* START TEXT SECTION *

[racket] ATTN: Neil T. Racket/Math digamma (psi) function implementation
On 05/07/2013 02:58 PM, Ray Racine wrote:
> Well since I gone this far, I took the unusual step of implementing the
> algorithm (more?) correctly this time.
>
> On the Toronto scale, we are mostly accurate for most of the domain x > 0.
I noticed. Cool!
> For x<0 the use of psi(1 - x) - psi (x) = pi * cot(pi * x), not so good.
That's because you use
(* PI (cotan (* z NEG-PI)))
as part of the reflection formula instead of
(* pi (flcotpix x))
IIRC, I wrote `flcotpix' to make `flpsi0' more accurate. (I already had
a similar thing, `flsinpix', for the gamma function.)
> For x > 0, outside the subdomain around the circle x=1.48 where things
> are a bit wobbly it is pretty solid. I don't know if this is a zero of
> the polynomial or what the heck is going on there.
It's a zero of the digamma function. Zeros are always tricky. The
smaller an output is, the more small changes affect the lowest few bits.
This zero is why `flpsi0' uses a separate Taylor series approximation
(centered at the zero, ~1.46163215590743) for inputs between 1.125 and
1.9. I would do something similar for the negative zeros, but there are
so many of them...
> ;; Improved Impl of digamma
>
> #lang typed/racket/base
>
> [...]
I guessed this would be faster and just as accurate in [10,44]. You've
surprised me: it's faster and just as accurate in [8,44]. :D My
measurements have it 2x faster near 8, and 3x faster near 44. (After 44,
`flpsi0' switches to an even faster asymptotic expansion.) Nice.
I managed to get it <= 2 ulps in [4,44], though, by changing the order
of operations. Notice that this:
(+ (+ z-shift (- (fllog z) (/ 0.5 z)))

* END TEXT SECTION *
* START GIVEN RECORDS *

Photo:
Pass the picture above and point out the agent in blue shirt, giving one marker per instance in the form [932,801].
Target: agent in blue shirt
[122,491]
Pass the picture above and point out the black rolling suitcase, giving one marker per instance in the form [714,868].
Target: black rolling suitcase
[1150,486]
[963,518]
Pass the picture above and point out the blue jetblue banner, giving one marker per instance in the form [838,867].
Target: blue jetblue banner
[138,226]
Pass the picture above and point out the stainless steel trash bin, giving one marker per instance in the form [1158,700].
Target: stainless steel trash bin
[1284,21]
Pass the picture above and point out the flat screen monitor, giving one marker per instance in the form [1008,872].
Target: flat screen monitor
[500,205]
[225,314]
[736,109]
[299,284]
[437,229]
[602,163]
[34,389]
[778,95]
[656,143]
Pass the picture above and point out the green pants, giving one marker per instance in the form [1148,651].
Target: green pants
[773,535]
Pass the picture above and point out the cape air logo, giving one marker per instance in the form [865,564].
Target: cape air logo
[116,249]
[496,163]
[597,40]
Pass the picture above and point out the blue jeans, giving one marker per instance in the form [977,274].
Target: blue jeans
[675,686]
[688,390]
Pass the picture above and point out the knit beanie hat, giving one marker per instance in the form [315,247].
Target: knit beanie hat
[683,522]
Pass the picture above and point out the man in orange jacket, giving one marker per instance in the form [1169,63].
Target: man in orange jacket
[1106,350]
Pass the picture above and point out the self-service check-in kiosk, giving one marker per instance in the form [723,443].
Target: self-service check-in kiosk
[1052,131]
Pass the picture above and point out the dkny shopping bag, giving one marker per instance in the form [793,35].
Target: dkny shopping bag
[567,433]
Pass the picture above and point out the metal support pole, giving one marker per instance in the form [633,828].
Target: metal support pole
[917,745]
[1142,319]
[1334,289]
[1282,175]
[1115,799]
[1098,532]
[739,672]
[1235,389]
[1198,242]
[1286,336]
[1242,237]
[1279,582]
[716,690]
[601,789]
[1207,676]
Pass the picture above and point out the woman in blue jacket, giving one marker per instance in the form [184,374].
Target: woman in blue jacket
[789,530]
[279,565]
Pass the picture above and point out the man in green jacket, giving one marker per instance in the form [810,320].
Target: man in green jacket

* END GIVEN RECORDS *

▸ **YOUR TASKS**:
• 1. From the digamma function thread, reproduce word for word the passage starting with "That's because you" and going on through "the gamma function.)".
• 2. Answer these from the digamma function thread:
(a) Which function was written to make `flpsi0' more accurate?
(b) For what range of inputs does `flpsi0' use a separate Taylor series approximation?
(c) How much faster was the new version measured to be near 44?

▸ **RESPONSES FOR EACH TASK**:
• 1.
That's because you use
(* PI (cotan (* z NEG-PI)))
as part of the reflection formula instead of
(* pi (flcotpix x))
IIRC, I wrote `flcotpix' to make `flpsi0' more accurate. (I already had
a similar thing, `flsinpix', for the gamma function.)

• 2.
(a) `flcotpix'
(b) Inputs between 1.125 and 1.9
(c) 3x faster